-- Begin GIVEN ENTRIES --

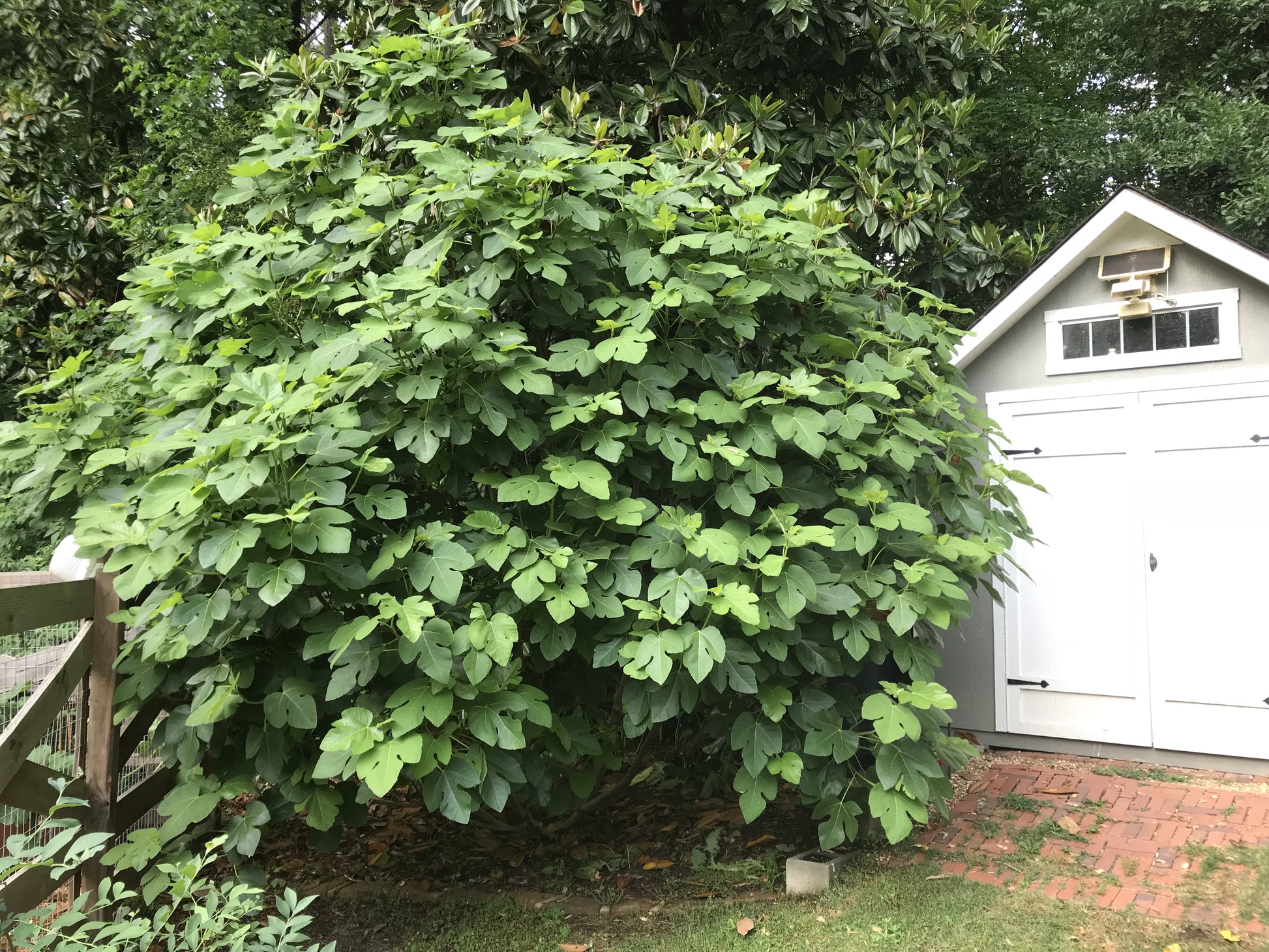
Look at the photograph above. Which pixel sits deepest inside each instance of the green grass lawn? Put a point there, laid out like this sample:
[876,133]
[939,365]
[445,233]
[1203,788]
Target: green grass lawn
[871,909]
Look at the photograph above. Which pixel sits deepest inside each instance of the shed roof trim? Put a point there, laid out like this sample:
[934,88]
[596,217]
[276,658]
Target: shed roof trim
[1074,250]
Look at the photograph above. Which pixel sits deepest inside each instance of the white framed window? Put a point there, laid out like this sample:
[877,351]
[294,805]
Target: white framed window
[1184,329]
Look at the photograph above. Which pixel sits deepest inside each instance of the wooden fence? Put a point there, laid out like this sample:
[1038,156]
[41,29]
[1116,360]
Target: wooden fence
[82,668]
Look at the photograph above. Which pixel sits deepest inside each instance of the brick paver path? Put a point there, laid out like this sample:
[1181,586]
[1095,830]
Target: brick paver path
[1146,839]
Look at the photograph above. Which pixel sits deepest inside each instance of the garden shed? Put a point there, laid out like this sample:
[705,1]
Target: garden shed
[1129,372]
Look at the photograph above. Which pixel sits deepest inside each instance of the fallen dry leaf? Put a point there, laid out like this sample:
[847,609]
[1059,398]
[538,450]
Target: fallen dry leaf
[711,819]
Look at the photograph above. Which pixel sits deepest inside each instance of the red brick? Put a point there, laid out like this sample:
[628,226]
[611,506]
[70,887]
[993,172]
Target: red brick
[1126,898]
[1107,898]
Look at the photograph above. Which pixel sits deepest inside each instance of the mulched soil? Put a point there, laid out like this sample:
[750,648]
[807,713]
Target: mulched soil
[640,844]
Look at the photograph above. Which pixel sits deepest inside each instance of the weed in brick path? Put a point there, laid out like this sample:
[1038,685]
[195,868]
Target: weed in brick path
[987,828]
[1032,838]
[1136,773]
[1026,805]
[1085,807]
[1215,882]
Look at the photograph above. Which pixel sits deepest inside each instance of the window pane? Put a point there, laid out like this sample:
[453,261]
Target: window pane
[1204,328]
[1169,331]
[1105,336]
[1139,335]
[1075,340]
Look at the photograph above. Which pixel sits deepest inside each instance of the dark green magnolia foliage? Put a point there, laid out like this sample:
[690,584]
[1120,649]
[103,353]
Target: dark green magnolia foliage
[871,99]
[1168,97]
[115,117]
[481,451]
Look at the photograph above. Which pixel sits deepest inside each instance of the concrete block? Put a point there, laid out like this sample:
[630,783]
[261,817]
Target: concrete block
[813,871]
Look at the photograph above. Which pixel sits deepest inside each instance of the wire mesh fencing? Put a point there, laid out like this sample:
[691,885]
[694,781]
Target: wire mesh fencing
[25,661]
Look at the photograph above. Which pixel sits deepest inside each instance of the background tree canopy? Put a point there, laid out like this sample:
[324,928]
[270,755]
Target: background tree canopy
[483,456]
[1169,97]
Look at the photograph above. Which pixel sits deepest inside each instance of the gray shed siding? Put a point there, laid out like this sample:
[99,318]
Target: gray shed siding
[1017,362]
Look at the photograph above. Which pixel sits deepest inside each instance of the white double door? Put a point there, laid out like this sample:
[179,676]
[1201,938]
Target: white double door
[1142,619]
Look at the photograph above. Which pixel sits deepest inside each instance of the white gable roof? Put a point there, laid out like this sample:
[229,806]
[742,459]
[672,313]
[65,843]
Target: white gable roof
[1128,220]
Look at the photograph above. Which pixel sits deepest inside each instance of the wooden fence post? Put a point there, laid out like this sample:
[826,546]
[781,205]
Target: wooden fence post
[100,737]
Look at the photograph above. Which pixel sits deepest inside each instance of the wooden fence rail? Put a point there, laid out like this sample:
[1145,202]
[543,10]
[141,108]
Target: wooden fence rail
[33,601]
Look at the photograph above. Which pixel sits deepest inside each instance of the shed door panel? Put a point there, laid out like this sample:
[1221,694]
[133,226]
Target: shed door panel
[1207,524]
[1079,622]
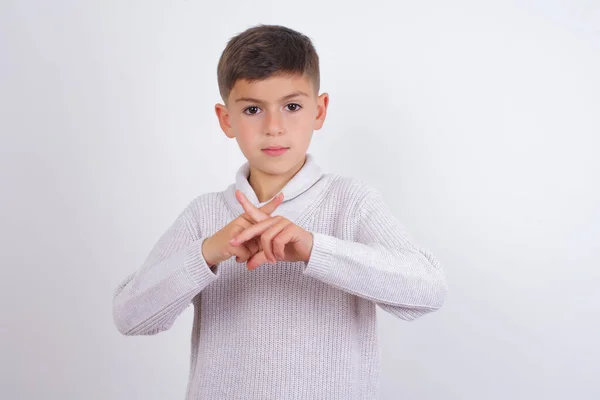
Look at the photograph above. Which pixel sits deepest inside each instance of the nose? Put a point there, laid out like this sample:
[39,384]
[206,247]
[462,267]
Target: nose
[274,123]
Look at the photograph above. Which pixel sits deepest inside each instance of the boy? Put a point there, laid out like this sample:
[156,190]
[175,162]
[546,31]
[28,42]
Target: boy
[293,315]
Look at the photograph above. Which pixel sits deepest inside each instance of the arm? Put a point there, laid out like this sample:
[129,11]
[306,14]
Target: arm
[149,300]
[383,265]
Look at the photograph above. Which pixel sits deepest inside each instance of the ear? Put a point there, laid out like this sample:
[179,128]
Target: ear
[322,103]
[223,116]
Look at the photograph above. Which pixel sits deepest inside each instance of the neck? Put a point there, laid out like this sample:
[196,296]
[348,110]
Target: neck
[266,186]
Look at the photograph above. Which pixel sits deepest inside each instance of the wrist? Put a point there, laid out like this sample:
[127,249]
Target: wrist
[206,253]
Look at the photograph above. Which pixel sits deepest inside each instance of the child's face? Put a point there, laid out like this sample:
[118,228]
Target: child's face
[277,111]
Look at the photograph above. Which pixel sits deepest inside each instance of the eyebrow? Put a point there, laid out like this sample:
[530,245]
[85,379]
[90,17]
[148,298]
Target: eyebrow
[286,97]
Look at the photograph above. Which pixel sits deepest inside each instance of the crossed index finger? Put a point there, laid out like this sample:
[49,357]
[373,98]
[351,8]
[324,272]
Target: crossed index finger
[258,214]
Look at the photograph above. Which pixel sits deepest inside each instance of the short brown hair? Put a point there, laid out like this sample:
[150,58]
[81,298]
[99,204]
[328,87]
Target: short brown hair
[263,51]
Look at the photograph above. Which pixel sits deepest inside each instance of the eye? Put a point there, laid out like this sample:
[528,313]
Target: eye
[252,109]
[295,107]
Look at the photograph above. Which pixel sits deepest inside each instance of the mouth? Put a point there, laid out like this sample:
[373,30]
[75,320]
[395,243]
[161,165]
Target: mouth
[275,148]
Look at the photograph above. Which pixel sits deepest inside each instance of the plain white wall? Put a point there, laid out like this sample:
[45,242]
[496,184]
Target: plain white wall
[478,122]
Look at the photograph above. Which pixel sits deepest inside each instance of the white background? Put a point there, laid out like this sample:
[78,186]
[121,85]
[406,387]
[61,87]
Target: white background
[478,121]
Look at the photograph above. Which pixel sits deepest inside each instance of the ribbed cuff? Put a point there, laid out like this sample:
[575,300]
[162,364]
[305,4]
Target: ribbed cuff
[319,263]
[196,266]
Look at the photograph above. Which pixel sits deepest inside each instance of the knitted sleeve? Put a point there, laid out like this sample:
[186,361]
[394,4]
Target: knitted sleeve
[149,300]
[384,264]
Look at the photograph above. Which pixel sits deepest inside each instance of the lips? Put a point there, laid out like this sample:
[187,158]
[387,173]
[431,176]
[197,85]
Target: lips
[275,148]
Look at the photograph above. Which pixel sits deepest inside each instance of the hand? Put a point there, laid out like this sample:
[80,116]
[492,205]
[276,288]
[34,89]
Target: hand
[281,239]
[216,248]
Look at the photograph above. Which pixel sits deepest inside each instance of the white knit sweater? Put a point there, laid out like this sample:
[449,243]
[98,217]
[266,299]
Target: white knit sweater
[290,330]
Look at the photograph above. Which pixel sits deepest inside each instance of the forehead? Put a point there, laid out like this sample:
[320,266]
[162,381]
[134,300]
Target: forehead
[271,89]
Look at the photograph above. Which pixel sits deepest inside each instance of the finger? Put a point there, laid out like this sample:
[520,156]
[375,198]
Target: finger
[242,253]
[267,237]
[250,209]
[253,231]
[256,260]
[252,246]
[281,240]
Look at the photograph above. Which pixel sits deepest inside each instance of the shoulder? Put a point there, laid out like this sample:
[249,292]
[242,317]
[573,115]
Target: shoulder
[209,203]
[351,187]
[348,192]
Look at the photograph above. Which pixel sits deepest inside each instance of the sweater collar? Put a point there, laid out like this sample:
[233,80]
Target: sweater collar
[305,178]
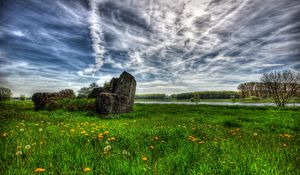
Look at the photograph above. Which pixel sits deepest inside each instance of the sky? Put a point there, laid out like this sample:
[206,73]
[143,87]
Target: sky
[170,46]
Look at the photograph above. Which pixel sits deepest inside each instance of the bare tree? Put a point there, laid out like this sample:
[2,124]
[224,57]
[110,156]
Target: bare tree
[281,85]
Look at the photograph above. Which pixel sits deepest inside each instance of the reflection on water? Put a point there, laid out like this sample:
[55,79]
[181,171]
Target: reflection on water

-- End GIVEN ENTRIES --

» EXERCISE REQUIREMENTS
Copy the rows word for word, from the line containing "of the reflection" through the end of the rows.

» COMPLETE ANSWER
Look at the photograph above. Which pixel sits deepest inside each instance of the reflection on water? Put a point there, laid out like this sample:
[55,79]
[181,171]
Target: reflection on water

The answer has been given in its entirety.